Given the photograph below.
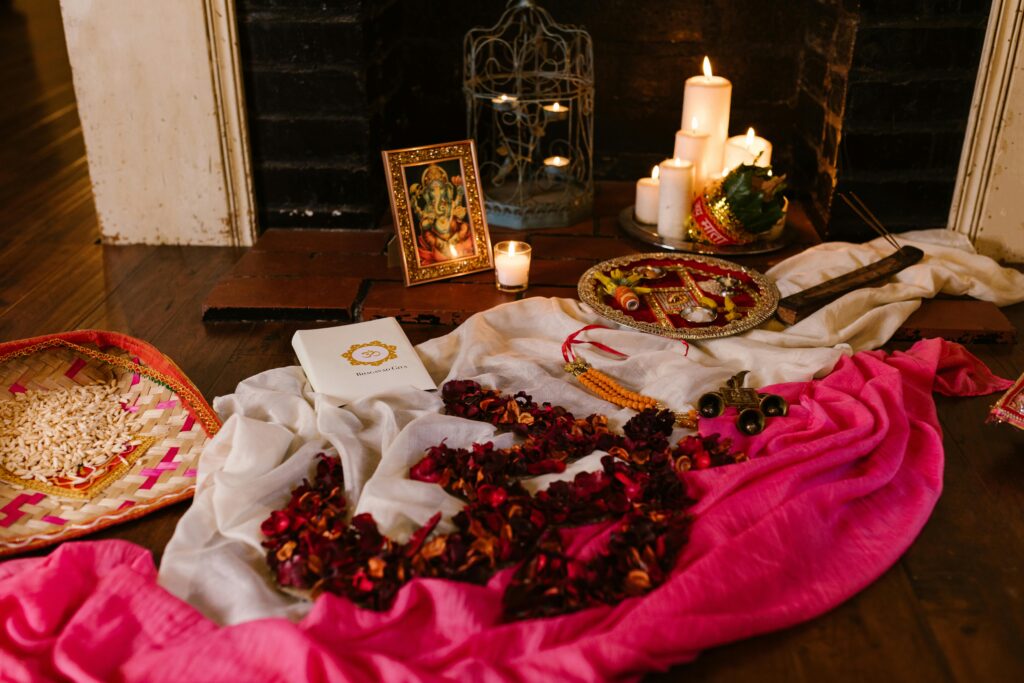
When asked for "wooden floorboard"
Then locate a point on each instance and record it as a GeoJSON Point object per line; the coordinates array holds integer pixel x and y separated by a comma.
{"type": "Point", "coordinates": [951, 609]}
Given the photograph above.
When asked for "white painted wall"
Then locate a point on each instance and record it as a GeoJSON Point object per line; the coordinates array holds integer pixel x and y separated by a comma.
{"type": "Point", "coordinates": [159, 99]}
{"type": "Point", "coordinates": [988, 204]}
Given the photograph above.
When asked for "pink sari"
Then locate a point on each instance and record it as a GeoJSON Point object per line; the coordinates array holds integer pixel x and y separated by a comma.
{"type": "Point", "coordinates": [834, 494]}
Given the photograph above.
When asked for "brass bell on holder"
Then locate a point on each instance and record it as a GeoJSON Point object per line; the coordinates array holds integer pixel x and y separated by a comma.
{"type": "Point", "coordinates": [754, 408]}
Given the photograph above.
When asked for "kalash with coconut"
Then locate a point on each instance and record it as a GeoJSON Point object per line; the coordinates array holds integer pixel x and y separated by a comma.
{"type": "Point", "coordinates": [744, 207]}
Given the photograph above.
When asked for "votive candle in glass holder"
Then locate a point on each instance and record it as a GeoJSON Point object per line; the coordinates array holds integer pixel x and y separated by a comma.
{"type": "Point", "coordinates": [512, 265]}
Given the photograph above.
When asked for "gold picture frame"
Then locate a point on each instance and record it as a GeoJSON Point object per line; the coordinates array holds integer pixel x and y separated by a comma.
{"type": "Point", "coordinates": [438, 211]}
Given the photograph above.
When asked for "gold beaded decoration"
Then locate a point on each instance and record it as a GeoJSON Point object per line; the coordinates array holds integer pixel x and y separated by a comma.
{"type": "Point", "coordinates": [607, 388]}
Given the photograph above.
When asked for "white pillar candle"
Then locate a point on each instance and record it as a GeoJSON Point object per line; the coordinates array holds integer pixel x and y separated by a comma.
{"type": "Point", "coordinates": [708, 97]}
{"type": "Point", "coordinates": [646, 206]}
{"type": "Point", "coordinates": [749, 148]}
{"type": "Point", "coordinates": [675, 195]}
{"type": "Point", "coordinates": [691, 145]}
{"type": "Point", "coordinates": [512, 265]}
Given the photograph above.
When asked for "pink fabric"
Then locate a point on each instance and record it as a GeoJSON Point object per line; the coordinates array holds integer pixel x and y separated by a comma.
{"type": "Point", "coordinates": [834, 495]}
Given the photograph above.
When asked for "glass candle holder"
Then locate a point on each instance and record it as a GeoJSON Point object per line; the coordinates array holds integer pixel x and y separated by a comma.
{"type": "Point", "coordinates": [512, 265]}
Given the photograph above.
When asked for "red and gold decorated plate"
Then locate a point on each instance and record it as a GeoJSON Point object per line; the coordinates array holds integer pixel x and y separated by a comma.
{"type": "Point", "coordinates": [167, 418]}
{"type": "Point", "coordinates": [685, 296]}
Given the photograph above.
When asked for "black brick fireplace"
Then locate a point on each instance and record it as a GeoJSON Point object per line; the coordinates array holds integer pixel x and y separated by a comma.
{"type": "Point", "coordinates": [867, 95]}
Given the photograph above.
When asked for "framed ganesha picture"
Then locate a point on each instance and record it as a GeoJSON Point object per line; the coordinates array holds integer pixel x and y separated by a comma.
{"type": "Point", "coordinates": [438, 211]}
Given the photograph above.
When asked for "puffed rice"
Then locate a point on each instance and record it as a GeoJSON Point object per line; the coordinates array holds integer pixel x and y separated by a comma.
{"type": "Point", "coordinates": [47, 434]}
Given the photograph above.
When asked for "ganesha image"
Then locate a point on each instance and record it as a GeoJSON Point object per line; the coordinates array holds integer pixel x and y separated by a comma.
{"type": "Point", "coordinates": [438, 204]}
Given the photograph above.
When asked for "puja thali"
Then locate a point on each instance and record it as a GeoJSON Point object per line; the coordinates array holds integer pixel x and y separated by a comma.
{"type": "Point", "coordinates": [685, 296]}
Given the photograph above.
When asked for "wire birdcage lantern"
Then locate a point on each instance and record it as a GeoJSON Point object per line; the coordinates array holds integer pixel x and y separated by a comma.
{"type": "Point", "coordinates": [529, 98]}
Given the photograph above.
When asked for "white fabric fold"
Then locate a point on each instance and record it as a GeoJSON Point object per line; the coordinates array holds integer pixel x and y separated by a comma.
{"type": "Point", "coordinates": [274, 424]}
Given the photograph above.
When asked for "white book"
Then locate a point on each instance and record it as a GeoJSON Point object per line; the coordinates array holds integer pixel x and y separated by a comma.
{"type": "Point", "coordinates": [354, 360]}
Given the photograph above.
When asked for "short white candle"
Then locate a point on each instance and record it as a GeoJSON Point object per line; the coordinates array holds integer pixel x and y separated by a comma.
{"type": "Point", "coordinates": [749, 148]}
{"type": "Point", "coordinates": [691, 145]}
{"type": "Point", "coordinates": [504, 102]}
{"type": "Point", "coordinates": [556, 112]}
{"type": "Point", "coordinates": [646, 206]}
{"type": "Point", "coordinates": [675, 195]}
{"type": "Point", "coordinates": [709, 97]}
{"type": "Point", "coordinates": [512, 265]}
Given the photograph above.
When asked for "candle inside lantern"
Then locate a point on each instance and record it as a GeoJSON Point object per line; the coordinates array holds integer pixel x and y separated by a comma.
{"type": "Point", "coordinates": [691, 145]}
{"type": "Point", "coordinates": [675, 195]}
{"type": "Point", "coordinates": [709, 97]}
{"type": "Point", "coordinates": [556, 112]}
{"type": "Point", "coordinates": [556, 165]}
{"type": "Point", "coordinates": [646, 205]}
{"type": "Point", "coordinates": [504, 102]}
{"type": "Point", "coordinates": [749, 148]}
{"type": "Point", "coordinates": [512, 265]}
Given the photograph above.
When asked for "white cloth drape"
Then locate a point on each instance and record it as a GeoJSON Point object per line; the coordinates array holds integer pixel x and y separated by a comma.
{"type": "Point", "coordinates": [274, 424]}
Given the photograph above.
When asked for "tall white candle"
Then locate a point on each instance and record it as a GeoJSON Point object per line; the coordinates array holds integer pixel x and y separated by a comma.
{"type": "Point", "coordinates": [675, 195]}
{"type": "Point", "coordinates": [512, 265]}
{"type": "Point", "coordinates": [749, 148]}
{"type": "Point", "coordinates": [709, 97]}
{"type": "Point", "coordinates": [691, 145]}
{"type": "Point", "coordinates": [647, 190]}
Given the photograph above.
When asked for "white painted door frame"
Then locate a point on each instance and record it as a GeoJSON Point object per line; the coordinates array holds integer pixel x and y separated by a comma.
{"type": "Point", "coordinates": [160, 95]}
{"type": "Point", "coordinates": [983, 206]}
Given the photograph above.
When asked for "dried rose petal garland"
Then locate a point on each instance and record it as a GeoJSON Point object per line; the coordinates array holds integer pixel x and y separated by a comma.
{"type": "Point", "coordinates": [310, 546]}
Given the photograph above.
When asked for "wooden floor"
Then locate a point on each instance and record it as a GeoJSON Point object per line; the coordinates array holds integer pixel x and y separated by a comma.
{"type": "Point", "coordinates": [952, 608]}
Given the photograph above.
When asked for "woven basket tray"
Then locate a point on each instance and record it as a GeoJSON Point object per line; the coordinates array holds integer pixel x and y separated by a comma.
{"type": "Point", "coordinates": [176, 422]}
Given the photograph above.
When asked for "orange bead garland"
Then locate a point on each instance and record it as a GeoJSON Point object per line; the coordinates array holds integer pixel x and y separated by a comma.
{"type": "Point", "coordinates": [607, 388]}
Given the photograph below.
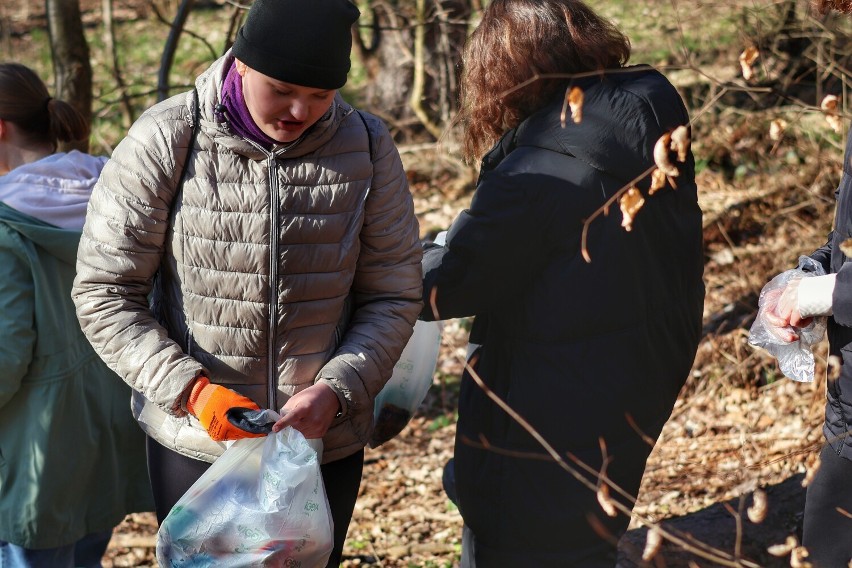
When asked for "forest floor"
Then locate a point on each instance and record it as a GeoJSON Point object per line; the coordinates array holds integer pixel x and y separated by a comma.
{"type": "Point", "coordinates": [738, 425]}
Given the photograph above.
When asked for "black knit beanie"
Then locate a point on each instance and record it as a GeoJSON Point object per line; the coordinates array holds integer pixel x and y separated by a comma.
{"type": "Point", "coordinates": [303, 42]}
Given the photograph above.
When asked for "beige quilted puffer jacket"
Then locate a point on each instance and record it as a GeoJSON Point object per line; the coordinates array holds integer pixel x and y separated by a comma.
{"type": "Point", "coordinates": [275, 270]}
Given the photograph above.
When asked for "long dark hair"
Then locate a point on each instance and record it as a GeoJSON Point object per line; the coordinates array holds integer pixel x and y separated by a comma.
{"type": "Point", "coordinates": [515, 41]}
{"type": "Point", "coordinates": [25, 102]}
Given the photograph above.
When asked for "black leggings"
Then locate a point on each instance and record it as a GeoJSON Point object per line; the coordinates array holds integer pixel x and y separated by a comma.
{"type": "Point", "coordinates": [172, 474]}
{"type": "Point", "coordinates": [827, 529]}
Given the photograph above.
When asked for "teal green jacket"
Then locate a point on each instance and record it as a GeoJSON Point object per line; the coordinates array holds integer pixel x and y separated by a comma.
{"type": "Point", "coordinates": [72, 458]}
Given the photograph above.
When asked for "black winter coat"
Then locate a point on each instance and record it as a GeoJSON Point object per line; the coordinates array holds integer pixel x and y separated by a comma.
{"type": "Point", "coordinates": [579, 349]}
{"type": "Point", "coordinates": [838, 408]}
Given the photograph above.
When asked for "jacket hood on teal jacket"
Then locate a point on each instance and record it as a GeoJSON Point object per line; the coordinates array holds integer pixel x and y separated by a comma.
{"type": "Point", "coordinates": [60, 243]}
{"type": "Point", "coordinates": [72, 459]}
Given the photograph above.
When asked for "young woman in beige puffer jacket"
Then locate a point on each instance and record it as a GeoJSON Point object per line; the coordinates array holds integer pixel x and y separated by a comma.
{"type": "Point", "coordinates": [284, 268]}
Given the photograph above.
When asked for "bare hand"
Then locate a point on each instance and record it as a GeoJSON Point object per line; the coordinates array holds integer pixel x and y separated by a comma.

--------

**やること:**
「holder」という文字列を含む行をすべて集めてください。大文字と小文字は区別します。

**出力全体:**
When asked for "brass bell on holder"
When asked for "votive candle in glass holder"
When asked for "glass candle holder"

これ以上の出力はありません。